» Work instructions:
(A) According to the article on the Children's Wisconsin walk-in clinic, where in the Children's Clinics Building is the clinic located?
(B) Carry on the article about the Children's Wisconsin mental health walk-in clinic from its final sentence.

Children’s Wisconsin opened this week a walk-in clinic on its Wauwatosa campus for children with urgent behavioral health needs.
The clinic is named the Craig Yabuki Mental Health Walk-In Clinic in honor of a $20 million donation from former Fiserv chief executive officer Jeffrey Yabuki’s family foundation to the health system (Craig Yabuki was Jeffery Yabuki’s brother who experienced undiagnosed depression during childhood and in 2017 died by suicide).
The health systems said the clinic, located in repurposed space on the second floor of Children’s Clinics Building, is the first of its kind in Wisconsin and fills a gap in care for children experiencing a mental health crisis.
Before the COVID-19 pandemic, one in five children in the state was living with mental illness, and Wisconsin’s suicide rate was higher than most of the United States. Visits to Children’s emergency department and trauma center for mental and behavioral health concerns have increased by 40% since the pandemic’s onset.

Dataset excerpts
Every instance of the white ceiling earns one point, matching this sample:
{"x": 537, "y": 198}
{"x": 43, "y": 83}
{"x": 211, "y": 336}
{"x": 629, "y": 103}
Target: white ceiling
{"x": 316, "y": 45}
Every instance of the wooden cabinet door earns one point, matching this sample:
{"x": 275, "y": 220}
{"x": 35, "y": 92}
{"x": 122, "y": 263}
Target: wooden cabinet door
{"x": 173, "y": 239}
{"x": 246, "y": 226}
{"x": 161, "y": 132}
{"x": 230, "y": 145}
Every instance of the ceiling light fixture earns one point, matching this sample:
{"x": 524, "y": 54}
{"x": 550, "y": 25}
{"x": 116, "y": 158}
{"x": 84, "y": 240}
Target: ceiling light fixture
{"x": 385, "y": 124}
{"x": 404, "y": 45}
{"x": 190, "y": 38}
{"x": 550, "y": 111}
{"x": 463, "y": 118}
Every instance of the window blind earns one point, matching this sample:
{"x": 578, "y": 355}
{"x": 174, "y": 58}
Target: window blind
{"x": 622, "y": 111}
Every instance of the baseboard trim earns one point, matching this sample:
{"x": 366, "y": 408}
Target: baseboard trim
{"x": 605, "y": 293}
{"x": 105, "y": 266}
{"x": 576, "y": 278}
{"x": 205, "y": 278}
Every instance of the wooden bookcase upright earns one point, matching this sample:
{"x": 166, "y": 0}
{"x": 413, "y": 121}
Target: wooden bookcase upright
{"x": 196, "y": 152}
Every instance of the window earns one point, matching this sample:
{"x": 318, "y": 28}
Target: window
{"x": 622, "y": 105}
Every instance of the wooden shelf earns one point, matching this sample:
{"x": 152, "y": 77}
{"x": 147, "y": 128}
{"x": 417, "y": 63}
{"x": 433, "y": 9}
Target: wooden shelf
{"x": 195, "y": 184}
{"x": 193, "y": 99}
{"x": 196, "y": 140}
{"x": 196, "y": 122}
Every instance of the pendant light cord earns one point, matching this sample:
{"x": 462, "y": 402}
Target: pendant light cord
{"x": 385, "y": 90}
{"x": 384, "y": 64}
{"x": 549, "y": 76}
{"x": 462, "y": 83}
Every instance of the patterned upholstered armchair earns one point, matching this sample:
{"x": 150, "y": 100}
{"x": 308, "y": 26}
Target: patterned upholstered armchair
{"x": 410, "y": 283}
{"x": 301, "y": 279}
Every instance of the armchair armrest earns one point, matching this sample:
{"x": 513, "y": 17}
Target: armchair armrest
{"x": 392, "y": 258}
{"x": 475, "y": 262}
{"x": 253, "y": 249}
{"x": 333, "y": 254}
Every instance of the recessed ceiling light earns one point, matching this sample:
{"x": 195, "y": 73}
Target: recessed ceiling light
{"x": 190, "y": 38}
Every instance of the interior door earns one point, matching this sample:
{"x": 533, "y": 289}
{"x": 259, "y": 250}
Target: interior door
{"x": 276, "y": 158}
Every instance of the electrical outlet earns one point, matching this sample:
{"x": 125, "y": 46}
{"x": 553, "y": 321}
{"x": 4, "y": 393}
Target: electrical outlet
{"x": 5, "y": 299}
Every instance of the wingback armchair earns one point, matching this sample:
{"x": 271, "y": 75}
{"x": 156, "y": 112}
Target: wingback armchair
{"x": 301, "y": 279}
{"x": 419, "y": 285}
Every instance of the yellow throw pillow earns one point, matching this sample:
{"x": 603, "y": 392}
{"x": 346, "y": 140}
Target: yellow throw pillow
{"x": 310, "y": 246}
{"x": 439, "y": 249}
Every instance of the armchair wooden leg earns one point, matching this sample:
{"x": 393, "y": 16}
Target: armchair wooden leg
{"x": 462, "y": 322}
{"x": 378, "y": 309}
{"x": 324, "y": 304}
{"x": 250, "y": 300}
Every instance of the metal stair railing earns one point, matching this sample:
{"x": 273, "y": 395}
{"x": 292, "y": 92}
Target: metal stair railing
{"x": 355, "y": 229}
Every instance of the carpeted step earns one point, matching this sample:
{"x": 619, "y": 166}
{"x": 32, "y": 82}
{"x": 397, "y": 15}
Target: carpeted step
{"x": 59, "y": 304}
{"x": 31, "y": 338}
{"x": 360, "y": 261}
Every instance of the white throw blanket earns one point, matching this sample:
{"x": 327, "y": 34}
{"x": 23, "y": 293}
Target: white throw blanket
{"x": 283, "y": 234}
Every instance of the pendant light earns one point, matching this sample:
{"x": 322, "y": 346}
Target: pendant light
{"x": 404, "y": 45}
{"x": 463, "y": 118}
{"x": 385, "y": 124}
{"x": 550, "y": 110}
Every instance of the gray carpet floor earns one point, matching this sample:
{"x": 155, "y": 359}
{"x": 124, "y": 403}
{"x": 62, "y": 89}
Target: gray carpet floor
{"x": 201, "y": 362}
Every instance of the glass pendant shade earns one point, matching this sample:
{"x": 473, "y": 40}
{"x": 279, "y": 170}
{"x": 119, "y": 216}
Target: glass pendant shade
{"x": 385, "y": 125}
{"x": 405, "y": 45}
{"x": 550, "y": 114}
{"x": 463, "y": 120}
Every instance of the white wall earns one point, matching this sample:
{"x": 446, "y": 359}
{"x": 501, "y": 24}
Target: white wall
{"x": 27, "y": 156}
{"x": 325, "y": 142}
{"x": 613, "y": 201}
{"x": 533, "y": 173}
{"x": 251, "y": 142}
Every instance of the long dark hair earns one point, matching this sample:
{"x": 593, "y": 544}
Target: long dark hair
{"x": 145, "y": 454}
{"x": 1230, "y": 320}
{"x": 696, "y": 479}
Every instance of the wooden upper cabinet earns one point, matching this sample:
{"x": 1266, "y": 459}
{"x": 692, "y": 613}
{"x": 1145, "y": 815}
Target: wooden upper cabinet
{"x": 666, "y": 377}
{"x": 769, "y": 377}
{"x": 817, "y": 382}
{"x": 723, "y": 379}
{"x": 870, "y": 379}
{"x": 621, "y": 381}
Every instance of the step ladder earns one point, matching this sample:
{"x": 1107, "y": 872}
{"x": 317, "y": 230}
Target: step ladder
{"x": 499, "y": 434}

» Responses:
(A) It is on the second floor of the Children's Clinics Building.

(B)
This clinic is one component of Children’s Wisconsin’s multi-year plan to invest $150 million in mental health programs.
Licensed therapists, social workers and clinic assistants will see patients, ages 5-18, from 3-9:30 p.m. daily at the walk-in clinic. No appointment or referral is required.
Children’s staff will provide evaluations and determine any immediate safety concerns, and then communicate with a child’s existing doctors and therapists to continue to make resources available after the visit.
“This clinic is a direct result of us listening to families who are telling us they need more options,” said Amy Herbst, vice president of mental and behavioral health for Children’s Wisconsin. “We hope this clinic can provide a safe place for children in crisis to take a pause, talk with our specialists, and get the right care they need at the right time.”